DOCUMENT SECTION
**********

Morgan Sanders

Over the past year, rock formations have become a recurring element in my work. It took some time to make sense of this obsession, eventually realizing that by featuring them in my work, I am able to reconnect with memories of my home and ground my thoughts. For me, this landscape becomes more about the rock formations themselves and the feelings and memories they evoke.

Growing up, I lived along the Metacomet-Monadnock Ridge, which was formed when lava welled up and solidified into sheets of strata hundreds of feet thick. Subsequent faulting and earthquake activity tilted the strata, creating the cliffs and ridgeline. It wasn’t until recently that I realized that my relationship with these mountains was significant. Throughout college and as I began my professional career in Boston, I found myself searching for similar mountains to hike nearby. Being continuously exposed to these rock formations from a young age has made them feel comforting and familiar, so I search for similar landscapes wherever I am.

I use the process of making these rocky landscapes into mixed media paintings as an escape to the same calmness I experience in the trails behind my house and as a tool to reanimate and relive my memories. As I work, I view my piece with the eyes of someone who looks for the cracks and crevices for the purposes of rock climbing. I use charcoal for the ability to layer and use my hands. The process of my work mirrors the approach I take when hiking, my hands rub charcoal into the paper the same way they scrape dirt and climb mountains. By doing this, I am able to make texture on the paper that is reminiscent of the texture seen in nature. In using charcoal and pastel on paper, one learns to work from it, rather than focusing on making it perfect.

**********

Segmentation labeling items:
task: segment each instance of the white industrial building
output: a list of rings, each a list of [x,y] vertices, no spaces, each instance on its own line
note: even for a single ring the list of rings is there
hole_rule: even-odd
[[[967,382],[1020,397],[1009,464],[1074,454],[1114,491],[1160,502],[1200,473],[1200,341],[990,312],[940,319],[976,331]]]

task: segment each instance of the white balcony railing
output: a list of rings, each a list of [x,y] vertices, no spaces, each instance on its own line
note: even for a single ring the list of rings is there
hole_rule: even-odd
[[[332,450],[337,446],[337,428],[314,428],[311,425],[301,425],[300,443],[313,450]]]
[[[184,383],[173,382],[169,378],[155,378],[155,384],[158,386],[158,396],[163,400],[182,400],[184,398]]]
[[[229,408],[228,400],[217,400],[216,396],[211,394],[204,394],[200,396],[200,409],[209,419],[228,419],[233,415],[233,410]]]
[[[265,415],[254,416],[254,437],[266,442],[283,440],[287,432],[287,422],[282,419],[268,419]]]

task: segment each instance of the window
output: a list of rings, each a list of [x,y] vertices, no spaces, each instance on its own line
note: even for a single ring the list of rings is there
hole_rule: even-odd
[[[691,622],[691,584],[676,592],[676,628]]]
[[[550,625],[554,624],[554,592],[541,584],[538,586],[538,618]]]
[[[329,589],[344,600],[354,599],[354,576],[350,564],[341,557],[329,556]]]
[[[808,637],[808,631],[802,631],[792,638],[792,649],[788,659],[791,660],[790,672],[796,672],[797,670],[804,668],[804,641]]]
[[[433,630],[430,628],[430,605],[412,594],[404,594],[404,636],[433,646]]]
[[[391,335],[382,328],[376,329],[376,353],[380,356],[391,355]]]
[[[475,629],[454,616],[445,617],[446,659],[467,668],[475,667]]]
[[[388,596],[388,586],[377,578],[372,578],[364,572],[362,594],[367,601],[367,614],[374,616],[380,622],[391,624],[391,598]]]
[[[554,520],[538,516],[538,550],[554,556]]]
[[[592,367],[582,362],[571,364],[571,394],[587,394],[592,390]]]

**********

WRITTEN INSTRUCTION 1
Reproduce the stretch of the artist statement from "Over the past" through "memories they evoke.".
WRITTEN INSTRUCTION 2
According to the artist statement, how was the Metacomet-Monadnock Ridge formed?
WRITTEN INSTRUCTION 3
Explain why the artist statement says charcoal is used for these rocky landscapes.

EXERCISE OUTPUT 1
Over the past year, rock formations have become a recurring element in my work. It took some time to make sense of this obsession, eventually realizing that by featuring them in my work, I am able to reconnect with memories of my home and ground my thoughts. For me, this landscape becomes more about the rock formations themselves and the feelings and memories they evoke.

EXERCISE OUTPUT 2
Lava welled up and solidified into sheets of strata hundreds of feet thick, and later faulting and earthquake activity tilted the strata to create the cliffs and ridgeline.

EXERCISE OUTPUT 3
Charcoal allows layering and working with the hands. Rubbing it into the paper mirrors how the hands scrape dirt and climb mountains while hiking, and this produces texture on the paper reminiscent of the texture seen in nature.